Entries drawn from a collection
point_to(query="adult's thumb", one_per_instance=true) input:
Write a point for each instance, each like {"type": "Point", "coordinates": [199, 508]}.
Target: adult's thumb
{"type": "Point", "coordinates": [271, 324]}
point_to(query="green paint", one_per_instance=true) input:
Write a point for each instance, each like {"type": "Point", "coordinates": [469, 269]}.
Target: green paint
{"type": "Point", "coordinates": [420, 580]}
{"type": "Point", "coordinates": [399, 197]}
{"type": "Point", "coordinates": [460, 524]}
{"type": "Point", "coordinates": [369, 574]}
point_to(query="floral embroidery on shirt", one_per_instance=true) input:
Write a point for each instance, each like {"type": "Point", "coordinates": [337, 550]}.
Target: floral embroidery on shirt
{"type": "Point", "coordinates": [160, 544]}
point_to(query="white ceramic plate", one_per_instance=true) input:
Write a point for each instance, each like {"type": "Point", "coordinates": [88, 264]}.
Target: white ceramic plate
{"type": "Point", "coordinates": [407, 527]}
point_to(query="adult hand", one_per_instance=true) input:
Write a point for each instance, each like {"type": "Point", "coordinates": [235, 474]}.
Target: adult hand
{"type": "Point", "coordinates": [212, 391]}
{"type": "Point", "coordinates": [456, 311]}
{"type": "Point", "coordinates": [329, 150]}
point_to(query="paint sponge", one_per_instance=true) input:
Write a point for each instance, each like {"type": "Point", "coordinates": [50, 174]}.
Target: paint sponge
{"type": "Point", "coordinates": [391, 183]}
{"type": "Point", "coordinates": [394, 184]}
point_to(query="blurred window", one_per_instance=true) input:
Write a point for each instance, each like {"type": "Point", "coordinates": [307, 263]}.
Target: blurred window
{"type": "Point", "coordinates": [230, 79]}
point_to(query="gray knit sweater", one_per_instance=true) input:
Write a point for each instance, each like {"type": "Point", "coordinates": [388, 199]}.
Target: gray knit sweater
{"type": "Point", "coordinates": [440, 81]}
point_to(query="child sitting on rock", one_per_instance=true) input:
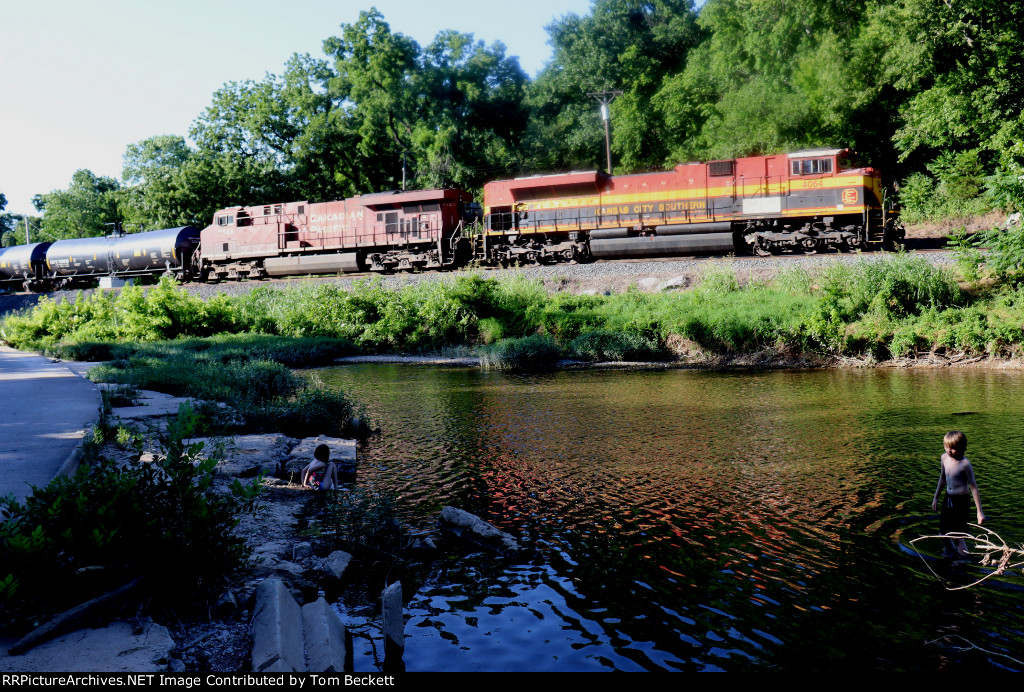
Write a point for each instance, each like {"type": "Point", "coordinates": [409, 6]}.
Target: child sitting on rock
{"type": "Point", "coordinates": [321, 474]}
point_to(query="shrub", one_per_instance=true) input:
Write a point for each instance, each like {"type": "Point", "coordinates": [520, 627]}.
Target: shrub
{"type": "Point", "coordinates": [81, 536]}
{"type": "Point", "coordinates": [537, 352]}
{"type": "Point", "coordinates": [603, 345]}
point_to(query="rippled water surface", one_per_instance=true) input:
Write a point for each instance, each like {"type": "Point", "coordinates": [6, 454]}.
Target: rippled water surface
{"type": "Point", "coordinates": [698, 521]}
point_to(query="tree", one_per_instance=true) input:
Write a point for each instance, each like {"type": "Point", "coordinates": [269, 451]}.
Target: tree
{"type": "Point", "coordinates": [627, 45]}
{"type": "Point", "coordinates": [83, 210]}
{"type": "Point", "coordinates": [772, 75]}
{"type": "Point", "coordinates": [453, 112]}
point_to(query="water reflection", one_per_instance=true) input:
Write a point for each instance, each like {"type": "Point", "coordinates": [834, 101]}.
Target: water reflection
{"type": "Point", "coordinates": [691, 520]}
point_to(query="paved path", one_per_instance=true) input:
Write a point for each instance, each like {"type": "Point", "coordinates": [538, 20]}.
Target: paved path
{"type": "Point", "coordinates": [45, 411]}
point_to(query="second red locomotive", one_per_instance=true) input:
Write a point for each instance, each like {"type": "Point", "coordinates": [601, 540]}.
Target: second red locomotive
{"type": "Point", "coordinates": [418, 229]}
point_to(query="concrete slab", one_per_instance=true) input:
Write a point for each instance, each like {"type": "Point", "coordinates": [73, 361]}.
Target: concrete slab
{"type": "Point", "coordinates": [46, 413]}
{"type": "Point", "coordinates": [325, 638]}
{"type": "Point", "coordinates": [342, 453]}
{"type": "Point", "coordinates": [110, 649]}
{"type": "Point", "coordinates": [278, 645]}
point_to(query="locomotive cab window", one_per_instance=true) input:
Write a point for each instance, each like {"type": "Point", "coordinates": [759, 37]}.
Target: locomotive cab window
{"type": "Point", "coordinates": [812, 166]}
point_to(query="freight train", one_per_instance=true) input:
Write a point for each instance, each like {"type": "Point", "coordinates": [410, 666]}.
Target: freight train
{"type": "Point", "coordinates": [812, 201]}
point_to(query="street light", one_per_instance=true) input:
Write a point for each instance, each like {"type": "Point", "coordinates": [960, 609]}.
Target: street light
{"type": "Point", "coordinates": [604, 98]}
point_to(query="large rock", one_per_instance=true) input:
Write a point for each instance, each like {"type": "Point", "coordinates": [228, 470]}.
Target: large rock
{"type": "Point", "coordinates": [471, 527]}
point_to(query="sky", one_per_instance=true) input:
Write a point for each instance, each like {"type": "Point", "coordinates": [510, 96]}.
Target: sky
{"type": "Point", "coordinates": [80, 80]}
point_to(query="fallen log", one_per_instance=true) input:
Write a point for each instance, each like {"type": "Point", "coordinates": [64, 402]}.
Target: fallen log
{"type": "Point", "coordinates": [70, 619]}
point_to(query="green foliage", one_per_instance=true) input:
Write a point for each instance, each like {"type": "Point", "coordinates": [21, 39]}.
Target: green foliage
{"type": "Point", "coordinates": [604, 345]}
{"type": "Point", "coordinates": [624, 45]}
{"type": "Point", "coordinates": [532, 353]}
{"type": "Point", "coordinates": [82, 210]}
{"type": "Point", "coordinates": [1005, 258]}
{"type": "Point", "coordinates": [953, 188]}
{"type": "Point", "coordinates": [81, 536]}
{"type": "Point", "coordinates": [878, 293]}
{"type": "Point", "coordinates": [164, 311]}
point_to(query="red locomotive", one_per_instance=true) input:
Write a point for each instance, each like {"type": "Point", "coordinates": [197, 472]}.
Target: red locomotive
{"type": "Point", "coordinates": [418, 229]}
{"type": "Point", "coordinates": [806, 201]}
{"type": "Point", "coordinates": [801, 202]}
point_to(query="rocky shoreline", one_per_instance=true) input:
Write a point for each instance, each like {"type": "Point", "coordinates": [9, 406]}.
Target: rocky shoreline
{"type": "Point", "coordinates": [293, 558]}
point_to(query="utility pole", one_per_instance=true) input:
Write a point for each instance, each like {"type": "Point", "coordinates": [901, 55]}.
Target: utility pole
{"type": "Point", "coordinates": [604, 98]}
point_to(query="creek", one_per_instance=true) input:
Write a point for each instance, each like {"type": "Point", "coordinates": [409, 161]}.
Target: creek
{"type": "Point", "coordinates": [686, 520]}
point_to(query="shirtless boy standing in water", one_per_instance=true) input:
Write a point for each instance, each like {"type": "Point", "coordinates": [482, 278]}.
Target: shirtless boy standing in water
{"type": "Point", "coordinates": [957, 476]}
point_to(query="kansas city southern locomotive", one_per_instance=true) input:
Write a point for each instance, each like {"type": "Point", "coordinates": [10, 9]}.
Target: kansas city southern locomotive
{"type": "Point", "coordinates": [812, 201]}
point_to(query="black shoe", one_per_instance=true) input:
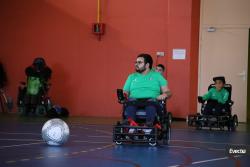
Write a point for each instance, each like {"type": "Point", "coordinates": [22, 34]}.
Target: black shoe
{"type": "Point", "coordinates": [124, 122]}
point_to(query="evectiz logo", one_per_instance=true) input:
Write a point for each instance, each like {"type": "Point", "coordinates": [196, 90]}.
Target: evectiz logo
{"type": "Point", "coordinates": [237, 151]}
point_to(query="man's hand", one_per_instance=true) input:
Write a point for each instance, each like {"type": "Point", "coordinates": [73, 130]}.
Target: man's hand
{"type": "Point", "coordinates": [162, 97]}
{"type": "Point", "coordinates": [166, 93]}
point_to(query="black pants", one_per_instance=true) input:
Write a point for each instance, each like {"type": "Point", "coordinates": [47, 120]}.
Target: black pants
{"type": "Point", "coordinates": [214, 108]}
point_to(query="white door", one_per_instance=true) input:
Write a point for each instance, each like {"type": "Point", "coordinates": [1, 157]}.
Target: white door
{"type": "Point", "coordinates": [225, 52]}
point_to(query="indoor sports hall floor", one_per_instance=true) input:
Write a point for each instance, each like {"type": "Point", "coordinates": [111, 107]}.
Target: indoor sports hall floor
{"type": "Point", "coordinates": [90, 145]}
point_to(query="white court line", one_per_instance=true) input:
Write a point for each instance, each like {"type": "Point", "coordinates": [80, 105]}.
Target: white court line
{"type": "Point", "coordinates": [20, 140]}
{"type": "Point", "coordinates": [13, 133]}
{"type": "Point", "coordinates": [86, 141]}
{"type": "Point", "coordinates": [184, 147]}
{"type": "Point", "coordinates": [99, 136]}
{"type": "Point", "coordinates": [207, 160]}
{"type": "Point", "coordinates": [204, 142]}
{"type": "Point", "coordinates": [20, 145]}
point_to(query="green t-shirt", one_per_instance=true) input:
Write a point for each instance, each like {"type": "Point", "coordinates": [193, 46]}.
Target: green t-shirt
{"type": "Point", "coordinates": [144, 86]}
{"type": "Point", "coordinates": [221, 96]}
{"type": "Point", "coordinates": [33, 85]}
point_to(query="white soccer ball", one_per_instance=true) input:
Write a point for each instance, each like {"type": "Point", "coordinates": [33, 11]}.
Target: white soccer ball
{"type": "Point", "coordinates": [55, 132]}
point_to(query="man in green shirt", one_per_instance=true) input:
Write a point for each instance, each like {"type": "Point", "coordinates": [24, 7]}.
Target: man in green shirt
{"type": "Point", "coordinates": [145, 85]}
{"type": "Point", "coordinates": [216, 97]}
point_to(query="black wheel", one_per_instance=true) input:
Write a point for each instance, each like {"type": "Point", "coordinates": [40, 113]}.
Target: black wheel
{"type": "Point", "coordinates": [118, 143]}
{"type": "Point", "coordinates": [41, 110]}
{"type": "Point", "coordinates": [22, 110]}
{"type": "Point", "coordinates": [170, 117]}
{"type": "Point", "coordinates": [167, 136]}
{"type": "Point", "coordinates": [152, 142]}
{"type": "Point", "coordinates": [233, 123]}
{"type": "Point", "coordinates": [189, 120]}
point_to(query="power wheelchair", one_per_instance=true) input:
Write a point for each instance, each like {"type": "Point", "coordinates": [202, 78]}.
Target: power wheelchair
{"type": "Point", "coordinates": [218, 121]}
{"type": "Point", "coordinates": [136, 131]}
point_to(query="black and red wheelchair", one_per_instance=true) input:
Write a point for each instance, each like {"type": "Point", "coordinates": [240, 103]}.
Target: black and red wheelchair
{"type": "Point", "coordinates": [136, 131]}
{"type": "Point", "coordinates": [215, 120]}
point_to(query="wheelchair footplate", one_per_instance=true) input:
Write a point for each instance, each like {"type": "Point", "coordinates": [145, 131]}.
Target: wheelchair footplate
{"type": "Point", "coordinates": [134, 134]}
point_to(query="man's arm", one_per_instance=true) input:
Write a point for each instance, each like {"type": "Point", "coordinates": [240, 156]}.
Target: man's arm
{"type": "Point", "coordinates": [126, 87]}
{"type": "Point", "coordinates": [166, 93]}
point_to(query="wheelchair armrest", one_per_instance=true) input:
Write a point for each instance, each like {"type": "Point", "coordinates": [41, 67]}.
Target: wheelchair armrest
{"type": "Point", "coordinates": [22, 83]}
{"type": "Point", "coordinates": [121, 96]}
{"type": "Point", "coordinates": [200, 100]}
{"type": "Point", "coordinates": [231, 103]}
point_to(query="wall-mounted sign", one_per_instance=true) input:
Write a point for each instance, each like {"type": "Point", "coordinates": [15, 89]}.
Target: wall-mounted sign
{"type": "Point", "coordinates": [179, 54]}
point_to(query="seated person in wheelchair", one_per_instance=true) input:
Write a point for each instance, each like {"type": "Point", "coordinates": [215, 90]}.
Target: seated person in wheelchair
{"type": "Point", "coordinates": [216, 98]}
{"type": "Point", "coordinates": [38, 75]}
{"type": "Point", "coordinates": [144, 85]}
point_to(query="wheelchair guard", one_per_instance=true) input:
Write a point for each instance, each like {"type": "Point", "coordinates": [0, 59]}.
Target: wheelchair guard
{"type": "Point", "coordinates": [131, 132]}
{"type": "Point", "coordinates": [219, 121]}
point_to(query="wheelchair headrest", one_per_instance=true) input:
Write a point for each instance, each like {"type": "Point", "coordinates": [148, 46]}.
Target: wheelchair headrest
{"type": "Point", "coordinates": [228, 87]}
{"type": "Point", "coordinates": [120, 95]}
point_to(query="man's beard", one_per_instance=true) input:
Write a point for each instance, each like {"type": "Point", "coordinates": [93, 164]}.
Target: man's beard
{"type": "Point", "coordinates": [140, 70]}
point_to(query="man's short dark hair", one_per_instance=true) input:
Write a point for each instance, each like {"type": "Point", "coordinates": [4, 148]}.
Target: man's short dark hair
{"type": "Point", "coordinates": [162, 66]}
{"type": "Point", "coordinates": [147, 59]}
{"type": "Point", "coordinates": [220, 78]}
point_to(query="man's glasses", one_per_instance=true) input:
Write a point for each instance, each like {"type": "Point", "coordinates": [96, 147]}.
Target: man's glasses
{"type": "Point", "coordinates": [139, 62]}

## EXERCISE INSTRUCTIONS
Gather every line of the records above that contains the word "shoreline", treating uppercase and lowercase as different.

## SOLUTION TO THIS PROBLEM
point_to(query="rocky shoreline", one_per_instance=true) input:
Target: rocky shoreline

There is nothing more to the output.